- [Aim of the exercise]: Exact copies are required of the lines from the line containing "Indicate the forest fire" through the final line of the listing, both included, and of no other lines.

- [Excerpted records]:
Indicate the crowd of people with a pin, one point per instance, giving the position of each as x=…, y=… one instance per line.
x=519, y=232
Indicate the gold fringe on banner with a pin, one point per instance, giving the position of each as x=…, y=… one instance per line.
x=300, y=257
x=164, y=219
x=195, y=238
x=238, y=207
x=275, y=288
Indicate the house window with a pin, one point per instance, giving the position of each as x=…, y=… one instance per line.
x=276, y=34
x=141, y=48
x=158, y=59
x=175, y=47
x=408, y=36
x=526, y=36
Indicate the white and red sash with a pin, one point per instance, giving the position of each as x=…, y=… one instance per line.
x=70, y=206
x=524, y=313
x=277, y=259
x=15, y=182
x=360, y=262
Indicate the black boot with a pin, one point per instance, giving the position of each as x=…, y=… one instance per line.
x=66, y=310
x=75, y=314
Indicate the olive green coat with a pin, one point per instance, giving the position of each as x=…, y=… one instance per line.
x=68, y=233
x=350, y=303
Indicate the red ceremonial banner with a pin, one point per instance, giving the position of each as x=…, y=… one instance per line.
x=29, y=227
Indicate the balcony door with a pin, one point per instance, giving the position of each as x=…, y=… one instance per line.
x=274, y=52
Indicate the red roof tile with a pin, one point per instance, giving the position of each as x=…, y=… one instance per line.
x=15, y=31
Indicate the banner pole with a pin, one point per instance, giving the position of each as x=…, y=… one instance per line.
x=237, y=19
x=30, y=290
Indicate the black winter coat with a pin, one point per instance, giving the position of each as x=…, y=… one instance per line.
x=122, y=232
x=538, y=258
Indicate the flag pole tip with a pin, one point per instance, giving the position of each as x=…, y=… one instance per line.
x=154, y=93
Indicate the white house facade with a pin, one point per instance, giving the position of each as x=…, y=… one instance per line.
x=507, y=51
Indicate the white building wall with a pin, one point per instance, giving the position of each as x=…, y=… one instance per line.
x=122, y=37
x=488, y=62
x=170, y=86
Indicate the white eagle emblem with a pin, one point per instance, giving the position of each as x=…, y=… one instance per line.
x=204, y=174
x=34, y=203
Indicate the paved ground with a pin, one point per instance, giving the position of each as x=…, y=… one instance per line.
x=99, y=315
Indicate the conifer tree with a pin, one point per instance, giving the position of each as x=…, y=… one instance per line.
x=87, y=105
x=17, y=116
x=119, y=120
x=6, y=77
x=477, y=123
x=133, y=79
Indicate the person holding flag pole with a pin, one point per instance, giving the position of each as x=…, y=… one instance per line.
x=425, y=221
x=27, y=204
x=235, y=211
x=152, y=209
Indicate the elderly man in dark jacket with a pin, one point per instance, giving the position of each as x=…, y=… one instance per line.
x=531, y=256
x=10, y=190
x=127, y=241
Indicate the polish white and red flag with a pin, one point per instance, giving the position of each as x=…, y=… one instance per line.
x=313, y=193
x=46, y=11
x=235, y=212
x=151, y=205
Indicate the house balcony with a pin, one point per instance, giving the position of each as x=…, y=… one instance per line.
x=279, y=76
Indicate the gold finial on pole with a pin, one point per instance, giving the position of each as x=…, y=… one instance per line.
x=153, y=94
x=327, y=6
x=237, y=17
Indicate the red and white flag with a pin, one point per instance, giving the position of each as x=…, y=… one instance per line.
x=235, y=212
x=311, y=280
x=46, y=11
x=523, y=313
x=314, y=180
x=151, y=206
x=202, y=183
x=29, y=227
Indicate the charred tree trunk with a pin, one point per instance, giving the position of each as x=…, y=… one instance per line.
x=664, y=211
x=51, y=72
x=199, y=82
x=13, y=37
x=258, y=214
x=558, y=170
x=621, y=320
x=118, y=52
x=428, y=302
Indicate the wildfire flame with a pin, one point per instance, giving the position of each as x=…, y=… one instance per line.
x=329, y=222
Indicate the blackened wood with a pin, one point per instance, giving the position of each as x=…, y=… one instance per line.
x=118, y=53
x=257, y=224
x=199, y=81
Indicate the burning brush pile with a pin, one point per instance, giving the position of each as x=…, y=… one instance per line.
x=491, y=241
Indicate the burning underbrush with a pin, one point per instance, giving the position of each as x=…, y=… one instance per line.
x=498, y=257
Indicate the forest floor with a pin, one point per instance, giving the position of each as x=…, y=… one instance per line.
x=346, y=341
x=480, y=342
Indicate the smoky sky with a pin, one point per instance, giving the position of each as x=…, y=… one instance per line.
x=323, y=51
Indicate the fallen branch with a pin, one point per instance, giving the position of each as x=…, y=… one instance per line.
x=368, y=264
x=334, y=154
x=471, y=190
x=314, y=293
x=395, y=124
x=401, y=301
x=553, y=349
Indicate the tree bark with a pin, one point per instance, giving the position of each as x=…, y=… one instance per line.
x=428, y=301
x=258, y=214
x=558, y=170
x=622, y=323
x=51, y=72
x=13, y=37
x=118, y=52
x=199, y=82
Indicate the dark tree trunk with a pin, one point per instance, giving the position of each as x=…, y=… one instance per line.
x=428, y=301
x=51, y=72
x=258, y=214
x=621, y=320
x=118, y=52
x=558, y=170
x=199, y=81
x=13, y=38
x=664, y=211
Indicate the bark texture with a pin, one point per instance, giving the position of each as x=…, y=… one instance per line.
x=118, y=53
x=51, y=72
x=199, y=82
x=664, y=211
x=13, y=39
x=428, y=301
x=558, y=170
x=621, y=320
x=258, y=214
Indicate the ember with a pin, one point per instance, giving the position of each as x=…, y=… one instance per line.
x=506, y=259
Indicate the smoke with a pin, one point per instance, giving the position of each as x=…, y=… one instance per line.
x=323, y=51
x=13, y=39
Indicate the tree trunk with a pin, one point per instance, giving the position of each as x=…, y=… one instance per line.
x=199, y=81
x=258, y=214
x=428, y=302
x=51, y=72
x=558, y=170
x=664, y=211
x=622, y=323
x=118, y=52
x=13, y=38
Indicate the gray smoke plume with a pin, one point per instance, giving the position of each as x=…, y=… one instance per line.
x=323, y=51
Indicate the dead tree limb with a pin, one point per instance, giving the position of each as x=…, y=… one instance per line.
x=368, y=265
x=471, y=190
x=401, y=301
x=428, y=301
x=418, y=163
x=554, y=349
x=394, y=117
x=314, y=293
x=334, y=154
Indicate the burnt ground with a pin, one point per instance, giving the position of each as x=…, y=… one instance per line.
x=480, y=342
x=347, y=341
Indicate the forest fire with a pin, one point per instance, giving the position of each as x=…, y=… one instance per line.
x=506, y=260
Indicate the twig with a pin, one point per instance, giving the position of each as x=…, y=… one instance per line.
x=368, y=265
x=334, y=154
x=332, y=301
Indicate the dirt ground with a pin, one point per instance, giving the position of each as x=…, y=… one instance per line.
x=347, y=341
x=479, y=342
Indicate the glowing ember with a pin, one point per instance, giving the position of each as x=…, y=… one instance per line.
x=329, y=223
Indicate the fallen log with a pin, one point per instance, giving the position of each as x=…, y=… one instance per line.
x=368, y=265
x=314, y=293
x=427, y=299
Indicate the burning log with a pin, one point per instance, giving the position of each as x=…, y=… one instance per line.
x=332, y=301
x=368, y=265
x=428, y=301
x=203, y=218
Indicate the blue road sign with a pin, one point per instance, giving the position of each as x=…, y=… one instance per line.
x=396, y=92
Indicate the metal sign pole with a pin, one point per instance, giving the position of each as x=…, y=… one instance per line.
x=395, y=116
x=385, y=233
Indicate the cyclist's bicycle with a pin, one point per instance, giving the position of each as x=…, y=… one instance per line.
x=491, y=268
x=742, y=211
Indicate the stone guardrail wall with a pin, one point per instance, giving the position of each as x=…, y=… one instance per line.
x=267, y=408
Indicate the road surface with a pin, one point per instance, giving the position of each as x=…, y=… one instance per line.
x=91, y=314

- [Result below]:
Indicate the forest fire with a pin, one point per instance, giving the position of each as x=…, y=… one instance per line.
x=506, y=260
Indicate the twig with a pin, one point per instance, giving the position of each as x=…, y=… one instance per line.
x=368, y=265
x=334, y=154
x=332, y=301
Indicate the dirt ground with a pin, one point per instance, giving the position of each as x=…, y=… one instance per line.
x=347, y=341
x=479, y=342
Indicate the glowing ember with a pin, one point per instance, giving the position of each as x=…, y=… one instance per line.
x=329, y=223
Indicate the fallen log with a pin, one point per instance, giving the position of each as x=…, y=… one instance per line.
x=368, y=265
x=314, y=293
x=427, y=299
Indicate the burning log with a pin, one point per instance, giving the position of each as x=…, y=… one instance per line.
x=332, y=301
x=368, y=265
x=428, y=301
x=203, y=218
Indicate the blue road sign with a pin, one point per instance, giving the position of each as x=…, y=… one instance per line.
x=396, y=92
Indicate the metal sign pole with a pin, one point per instance, giving the position of each as x=…, y=… one instance per line.
x=395, y=116
x=385, y=233
Indicate the cyclist's bicycle with a pin, one point per instance, giving the position of each as x=…, y=… one instance per line.
x=491, y=268
x=742, y=211
Indicate the stone guardrail wall with a pin, one point per instance, giving the position of each as x=…, y=… one instance per line.
x=267, y=408
Indicate the road surface with a pin, one point per instance, giving the position of each as x=…, y=… one instance per line.
x=91, y=314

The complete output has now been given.